==== Text to read

In [None]:
!nvidia-smi

# Children will code lora
1. Implementasi dulu
2. Perbandingan finetune vs LoRA (Number of trainable params (memory) + train time) (Gauge skill mereka) Time limit, keliling
3. See the effect plug and playnya. 2 LoRA plug and play.. LoRA MBZUAI LoRA beda task..

In [None]:
import torch
import torch.nn as nn
import torch.nn.functional as F

import math
from typing import Optional, List
from transformers import AutoModelForCausalLM, AutoTokenizer
import pandas as pd
import datasets

In [None]:
device = "cuda" # the device to load the model onto

model = AutoModelForCausalLM.from_pretrained(
    "Qwen/Qwen1.5-0.5B-Chat",
)
tokenizer = AutoTokenizer.from_pretrained("Qwen/Qwen1.5-0.5B-Chat")
 

In [None]:
class LoRALayer():
    def __init__(
        self, 
        r: int, 
        lora_alpha: int, 
        lora_dropout: float,
        merge_weights: bool,
    ):
        """
        LoRA layer for the Qwen model.

        Args:
            r: The number of rnaks to consider for the LoRA .
            lora_alpha: The alpha value for the LoRA layer.
            lora_dropout: The dropout rate for the LoRA layer.
            merge_weights: Whether to merge the weights of the LoRA layer.

========
==== Data section

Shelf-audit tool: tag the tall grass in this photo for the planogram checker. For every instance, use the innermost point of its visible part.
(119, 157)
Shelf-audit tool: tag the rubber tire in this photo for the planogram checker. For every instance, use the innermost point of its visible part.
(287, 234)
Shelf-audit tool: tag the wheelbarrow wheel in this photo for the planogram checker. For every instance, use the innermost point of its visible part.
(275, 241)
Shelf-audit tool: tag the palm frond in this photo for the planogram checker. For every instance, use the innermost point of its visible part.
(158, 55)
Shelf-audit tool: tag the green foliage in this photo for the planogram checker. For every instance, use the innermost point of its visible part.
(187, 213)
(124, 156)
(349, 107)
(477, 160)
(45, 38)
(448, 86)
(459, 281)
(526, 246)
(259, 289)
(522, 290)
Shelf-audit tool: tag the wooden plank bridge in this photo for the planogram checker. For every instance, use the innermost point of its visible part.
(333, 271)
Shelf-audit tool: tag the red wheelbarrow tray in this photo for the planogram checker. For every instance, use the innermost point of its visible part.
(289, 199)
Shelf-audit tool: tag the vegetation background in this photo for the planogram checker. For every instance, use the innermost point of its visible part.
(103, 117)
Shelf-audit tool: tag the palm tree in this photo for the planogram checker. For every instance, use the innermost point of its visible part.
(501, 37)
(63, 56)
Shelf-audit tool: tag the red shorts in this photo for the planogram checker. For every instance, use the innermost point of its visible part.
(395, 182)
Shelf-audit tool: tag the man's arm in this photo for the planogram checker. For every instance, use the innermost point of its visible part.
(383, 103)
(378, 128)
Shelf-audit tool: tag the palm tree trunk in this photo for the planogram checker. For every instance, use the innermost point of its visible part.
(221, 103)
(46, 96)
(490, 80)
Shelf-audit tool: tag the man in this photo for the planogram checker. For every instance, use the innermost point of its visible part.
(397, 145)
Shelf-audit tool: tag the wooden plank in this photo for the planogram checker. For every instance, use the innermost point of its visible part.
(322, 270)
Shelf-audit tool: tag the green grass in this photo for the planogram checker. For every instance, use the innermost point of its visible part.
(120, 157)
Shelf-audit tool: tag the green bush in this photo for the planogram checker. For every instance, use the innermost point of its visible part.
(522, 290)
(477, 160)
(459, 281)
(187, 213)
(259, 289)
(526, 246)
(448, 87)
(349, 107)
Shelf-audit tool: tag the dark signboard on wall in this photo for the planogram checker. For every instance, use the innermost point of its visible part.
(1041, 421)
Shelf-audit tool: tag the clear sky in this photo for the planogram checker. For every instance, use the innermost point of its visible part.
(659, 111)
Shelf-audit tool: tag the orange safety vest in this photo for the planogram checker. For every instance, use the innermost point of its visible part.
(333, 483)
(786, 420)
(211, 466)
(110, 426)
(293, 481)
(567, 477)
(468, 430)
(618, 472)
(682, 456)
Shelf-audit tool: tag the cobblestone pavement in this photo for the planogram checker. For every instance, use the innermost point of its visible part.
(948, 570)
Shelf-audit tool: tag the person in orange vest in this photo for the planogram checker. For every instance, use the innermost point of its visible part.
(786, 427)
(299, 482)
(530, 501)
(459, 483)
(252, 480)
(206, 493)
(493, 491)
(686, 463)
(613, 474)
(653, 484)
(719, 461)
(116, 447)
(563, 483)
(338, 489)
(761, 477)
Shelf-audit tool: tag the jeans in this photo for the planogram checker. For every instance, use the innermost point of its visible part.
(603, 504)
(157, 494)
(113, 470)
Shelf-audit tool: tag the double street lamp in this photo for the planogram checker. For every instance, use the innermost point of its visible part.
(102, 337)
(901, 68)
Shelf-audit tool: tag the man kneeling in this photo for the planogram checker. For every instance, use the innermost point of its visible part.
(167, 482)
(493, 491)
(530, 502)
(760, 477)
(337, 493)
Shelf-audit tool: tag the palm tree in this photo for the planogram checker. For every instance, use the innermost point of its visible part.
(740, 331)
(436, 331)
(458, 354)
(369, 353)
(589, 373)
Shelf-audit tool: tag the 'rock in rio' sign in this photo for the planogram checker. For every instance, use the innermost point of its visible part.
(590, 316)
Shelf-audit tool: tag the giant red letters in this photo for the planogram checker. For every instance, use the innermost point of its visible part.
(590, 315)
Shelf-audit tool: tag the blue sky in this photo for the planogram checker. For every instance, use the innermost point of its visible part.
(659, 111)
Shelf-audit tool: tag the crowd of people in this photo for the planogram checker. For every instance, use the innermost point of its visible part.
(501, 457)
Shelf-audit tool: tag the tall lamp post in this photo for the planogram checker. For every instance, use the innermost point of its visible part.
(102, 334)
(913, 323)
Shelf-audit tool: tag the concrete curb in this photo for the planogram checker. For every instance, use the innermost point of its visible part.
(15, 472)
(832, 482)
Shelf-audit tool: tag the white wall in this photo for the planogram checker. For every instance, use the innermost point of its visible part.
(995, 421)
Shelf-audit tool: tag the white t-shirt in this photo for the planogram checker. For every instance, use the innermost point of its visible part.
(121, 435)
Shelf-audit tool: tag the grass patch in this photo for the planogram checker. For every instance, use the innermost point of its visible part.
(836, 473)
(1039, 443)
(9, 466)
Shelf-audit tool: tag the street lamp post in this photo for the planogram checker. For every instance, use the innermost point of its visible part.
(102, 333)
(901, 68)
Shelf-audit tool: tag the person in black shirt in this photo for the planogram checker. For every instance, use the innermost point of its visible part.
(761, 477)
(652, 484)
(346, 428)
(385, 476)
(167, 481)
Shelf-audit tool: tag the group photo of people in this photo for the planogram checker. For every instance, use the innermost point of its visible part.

========

> Stated problem 1
From the LoRA notebook, return the passage from "LoRA layer for" up to and including "of the LoRA layer.".
> Stated problem 2
Which pretrained model does the LoRA notebook load for both the model and the tokenizer?
> Stated problem 3
In the LoRA notebook, restate the code block that begins with `device = "cuda"` as a short list of what it does.

> Task solution 1
LoRA layer for the Qwen model.

        Args:
            r: The number of rnaks to consider for the LoRA .
            lora_alpha: The alpha value for the LoRA layer.
            lora_dropout: The dropout rate for the LoRA layer.
            merge_weights: Whether to merge the weights of the LoRA layer.

> Task solution 2
Qwen/Qwen1.5-0.5B-Chat

> Task solution 3
- Sets the device for loading the model to "cuda".
- Loads the model with AutoModelForCausalLM.from_pretrained from "Qwen/Qwen1.5-0.5B-Chat".
- Loads the tokenizer with AutoTokenizer.from_pretrained from "Qwen/Qwen1.5-0.5B-Chat".